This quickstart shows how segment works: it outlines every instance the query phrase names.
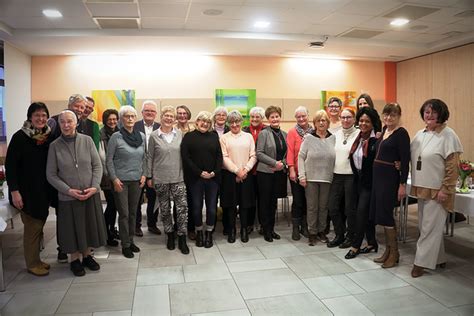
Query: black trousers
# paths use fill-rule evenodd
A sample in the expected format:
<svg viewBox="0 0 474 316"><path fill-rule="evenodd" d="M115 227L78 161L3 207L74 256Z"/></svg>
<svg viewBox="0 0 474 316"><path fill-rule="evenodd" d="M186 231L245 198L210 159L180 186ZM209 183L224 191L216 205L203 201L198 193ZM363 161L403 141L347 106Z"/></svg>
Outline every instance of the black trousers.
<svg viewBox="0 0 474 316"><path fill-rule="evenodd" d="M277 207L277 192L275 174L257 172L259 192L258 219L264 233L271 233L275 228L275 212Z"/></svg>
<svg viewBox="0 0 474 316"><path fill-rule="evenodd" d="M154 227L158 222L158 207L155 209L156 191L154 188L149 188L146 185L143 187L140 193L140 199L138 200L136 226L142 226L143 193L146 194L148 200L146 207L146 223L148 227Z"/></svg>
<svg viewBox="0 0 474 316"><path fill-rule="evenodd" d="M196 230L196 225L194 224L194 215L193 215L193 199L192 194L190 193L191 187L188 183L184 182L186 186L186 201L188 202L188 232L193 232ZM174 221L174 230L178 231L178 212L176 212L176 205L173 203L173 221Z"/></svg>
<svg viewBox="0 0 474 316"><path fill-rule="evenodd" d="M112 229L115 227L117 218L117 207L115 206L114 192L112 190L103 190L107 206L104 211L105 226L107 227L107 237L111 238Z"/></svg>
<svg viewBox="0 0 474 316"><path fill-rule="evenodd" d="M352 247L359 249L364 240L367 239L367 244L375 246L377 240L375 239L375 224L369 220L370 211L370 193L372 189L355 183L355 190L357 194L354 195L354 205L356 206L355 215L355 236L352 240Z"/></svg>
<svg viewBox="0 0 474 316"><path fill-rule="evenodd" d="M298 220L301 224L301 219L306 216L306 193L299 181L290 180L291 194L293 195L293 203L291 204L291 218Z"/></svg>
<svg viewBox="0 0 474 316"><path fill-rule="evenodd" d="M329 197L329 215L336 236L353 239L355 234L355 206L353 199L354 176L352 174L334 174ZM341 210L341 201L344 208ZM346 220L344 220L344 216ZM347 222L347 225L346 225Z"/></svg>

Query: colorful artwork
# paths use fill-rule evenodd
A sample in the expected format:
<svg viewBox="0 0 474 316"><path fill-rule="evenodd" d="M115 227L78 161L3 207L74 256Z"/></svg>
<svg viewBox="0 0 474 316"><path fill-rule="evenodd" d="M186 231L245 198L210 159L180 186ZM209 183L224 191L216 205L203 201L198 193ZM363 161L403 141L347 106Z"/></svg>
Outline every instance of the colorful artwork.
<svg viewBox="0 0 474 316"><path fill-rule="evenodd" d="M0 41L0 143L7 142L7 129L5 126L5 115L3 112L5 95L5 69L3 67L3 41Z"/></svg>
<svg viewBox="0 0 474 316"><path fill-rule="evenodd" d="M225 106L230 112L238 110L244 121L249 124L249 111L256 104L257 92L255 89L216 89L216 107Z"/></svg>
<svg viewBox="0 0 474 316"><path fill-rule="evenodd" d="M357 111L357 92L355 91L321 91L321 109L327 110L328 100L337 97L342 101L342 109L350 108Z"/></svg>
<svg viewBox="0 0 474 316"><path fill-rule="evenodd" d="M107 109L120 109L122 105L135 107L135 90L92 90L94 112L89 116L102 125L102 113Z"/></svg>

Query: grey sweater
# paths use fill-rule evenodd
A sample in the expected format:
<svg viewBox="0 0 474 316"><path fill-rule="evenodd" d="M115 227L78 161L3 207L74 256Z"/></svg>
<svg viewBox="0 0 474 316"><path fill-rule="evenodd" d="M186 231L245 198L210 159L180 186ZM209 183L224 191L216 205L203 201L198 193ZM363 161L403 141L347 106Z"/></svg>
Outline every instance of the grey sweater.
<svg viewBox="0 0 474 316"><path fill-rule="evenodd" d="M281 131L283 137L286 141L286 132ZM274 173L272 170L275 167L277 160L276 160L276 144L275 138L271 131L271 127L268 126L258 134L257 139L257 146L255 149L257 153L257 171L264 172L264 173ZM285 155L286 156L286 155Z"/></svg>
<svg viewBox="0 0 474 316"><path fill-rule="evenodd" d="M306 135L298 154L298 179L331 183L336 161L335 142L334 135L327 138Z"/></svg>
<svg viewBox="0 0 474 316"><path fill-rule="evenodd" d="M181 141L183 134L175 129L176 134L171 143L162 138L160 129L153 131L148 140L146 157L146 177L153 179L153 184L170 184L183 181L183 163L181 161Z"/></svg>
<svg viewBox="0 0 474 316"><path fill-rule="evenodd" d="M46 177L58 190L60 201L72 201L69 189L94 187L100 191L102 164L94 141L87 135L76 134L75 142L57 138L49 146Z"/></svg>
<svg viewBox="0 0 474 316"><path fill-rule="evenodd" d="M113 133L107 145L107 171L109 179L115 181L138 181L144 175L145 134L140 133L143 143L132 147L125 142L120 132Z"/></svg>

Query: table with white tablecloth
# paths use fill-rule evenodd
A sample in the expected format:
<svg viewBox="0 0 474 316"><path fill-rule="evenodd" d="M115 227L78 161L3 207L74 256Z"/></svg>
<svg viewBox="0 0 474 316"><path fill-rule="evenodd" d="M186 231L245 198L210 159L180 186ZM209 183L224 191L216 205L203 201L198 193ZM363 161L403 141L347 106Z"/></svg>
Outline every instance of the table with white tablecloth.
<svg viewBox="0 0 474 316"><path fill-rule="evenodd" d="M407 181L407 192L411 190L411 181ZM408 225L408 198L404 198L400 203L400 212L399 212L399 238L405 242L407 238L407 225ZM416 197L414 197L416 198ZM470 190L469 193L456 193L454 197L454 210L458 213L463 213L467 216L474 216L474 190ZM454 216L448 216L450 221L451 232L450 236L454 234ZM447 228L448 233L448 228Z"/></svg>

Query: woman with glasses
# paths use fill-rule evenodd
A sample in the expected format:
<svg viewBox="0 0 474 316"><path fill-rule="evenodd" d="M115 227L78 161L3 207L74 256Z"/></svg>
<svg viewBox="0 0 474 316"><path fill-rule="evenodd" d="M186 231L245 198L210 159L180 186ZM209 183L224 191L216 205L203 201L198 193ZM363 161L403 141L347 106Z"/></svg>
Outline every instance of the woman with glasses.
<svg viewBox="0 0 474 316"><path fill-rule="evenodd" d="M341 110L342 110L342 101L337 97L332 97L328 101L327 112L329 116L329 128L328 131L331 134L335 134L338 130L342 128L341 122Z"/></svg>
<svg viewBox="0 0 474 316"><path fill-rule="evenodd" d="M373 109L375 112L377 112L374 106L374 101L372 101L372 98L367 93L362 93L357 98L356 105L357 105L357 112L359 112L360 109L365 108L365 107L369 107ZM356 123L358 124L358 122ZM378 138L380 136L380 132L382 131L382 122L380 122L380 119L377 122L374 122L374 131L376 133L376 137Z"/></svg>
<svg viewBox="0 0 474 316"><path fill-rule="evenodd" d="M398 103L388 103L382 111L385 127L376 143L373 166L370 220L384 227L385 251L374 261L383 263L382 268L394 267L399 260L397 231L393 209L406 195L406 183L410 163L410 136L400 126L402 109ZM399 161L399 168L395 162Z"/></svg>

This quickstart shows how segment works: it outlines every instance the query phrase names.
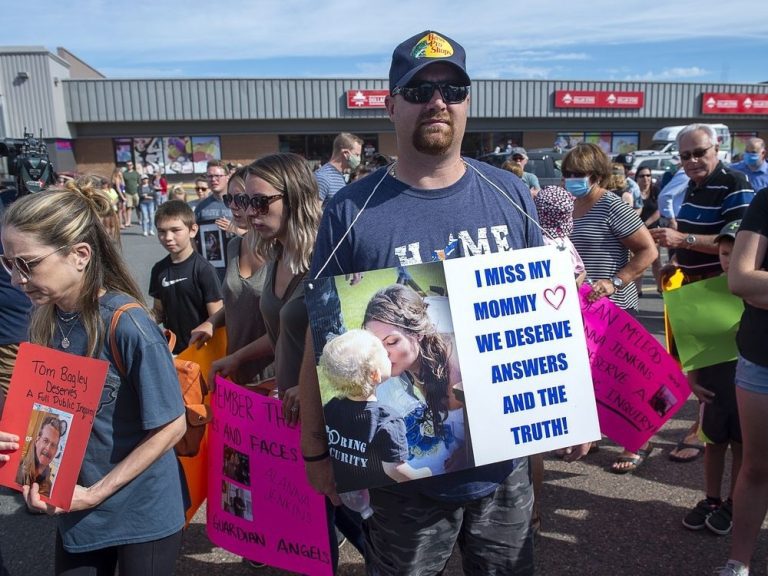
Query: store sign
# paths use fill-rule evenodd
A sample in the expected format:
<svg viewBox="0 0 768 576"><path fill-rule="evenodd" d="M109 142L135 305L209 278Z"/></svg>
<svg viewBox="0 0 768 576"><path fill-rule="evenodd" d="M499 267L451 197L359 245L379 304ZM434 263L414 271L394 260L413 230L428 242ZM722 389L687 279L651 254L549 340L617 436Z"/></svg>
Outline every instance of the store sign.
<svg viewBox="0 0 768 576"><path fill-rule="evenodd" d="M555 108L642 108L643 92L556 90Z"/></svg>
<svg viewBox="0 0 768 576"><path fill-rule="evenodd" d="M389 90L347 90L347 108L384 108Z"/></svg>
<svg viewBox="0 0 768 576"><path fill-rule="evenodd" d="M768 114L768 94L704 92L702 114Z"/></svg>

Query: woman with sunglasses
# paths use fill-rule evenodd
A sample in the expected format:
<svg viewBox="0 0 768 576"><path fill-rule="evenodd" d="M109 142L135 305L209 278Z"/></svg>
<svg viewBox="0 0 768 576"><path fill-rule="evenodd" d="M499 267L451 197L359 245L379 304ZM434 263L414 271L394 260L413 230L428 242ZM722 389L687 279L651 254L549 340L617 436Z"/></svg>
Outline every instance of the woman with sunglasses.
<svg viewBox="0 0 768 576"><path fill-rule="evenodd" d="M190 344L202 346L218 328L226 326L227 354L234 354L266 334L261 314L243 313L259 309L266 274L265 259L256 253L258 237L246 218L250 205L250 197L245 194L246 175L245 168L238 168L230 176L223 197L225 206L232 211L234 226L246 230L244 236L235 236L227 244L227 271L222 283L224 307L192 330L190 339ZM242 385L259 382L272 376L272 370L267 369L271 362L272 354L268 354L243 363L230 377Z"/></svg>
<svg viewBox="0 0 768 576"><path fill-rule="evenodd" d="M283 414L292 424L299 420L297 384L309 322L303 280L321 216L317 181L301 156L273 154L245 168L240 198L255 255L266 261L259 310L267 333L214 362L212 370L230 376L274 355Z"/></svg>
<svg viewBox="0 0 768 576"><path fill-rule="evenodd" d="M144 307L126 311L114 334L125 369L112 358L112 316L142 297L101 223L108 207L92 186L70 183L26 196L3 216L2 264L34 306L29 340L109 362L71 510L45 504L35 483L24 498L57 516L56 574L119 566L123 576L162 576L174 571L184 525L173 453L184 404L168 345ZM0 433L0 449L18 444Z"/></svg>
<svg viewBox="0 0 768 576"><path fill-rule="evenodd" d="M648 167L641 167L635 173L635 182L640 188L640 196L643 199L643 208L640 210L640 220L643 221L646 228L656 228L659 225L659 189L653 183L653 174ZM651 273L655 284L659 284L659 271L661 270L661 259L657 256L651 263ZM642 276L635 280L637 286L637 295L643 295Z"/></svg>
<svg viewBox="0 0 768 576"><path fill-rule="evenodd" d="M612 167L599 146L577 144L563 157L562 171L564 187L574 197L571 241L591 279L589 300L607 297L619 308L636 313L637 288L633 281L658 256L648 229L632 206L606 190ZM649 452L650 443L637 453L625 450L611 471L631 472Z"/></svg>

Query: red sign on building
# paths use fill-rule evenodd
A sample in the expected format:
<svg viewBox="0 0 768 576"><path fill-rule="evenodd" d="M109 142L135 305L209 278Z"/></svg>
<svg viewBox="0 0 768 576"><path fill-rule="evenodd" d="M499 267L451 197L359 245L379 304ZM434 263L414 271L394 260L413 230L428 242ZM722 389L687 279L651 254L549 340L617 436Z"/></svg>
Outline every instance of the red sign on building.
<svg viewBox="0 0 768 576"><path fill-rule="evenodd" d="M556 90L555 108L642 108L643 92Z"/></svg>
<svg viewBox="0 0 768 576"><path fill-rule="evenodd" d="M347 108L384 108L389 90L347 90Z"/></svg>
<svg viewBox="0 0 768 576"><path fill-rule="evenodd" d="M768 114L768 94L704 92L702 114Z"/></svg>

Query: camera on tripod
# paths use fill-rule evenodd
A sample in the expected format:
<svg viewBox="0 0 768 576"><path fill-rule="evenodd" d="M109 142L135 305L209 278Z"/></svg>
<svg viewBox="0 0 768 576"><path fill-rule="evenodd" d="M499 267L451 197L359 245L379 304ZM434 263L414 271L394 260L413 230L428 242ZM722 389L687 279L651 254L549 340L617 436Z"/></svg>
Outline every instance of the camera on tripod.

============

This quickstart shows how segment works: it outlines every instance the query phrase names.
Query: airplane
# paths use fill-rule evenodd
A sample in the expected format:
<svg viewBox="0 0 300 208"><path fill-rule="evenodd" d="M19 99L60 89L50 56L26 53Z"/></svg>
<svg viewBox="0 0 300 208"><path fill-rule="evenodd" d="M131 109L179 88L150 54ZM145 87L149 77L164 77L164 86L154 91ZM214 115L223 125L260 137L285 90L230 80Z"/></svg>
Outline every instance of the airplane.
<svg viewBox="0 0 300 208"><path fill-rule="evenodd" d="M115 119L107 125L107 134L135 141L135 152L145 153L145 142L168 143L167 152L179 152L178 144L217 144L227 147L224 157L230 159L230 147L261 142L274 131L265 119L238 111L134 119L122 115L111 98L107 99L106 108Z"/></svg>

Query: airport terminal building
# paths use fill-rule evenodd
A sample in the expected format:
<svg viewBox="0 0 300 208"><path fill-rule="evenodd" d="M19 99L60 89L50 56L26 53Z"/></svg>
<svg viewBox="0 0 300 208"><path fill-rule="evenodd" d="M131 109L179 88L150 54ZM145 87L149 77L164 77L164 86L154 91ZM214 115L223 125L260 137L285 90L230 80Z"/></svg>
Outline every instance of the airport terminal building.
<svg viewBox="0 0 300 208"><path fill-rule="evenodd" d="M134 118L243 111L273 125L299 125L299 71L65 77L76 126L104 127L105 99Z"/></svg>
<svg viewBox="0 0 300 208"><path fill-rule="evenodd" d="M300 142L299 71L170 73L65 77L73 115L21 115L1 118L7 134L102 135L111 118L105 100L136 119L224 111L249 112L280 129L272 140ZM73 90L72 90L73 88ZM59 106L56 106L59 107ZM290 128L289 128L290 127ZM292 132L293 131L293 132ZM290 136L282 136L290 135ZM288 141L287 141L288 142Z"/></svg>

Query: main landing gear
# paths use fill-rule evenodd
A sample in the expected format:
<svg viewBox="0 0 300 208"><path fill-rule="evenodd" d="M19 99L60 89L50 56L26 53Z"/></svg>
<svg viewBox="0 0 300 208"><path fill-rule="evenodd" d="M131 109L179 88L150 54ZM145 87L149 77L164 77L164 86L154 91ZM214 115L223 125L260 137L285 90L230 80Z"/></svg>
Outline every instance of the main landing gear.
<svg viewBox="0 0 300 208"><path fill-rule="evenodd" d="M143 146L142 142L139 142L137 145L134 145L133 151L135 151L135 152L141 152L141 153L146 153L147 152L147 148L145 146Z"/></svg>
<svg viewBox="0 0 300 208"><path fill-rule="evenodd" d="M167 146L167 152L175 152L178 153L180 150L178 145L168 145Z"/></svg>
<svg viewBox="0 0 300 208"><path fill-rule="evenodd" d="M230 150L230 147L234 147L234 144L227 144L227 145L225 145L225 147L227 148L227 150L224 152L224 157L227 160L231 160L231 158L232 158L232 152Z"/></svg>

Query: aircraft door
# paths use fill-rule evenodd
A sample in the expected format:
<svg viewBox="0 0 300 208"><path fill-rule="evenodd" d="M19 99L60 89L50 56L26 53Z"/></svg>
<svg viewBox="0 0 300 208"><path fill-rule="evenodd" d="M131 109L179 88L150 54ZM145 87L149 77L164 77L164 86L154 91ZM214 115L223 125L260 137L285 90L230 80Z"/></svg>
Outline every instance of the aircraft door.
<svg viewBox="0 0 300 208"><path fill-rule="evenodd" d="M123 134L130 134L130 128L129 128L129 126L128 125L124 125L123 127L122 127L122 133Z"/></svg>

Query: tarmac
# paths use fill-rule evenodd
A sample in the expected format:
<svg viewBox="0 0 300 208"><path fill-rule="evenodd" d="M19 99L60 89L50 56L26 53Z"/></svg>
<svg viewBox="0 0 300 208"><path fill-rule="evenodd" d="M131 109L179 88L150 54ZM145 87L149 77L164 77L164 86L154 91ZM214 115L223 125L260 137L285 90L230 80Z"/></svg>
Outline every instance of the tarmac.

============

• Required action
Starting with the line that holds "Query: tarmac" and ending with the line that holds "Outline every instance of the tarmac.", retype every line in the data above exactly, and nothing else.

• Solution
Query: tarmac
# paths use fill-rule evenodd
A sample in the expected format:
<svg viewBox="0 0 300 208"><path fill-rule="evenodd" d="M19 99L60 89L50 56L26 53Z"/></svg>
<svg viewBox="0 0 300 208"><path fill-rule="evenodd" d="M131 109L179 88L150 54ZM145 87L149 77L164 77L164 86L154 91ZM214 115L223 125L260 137L285 90L230 80Z"/></svg>
Outline every instance of the tarmac.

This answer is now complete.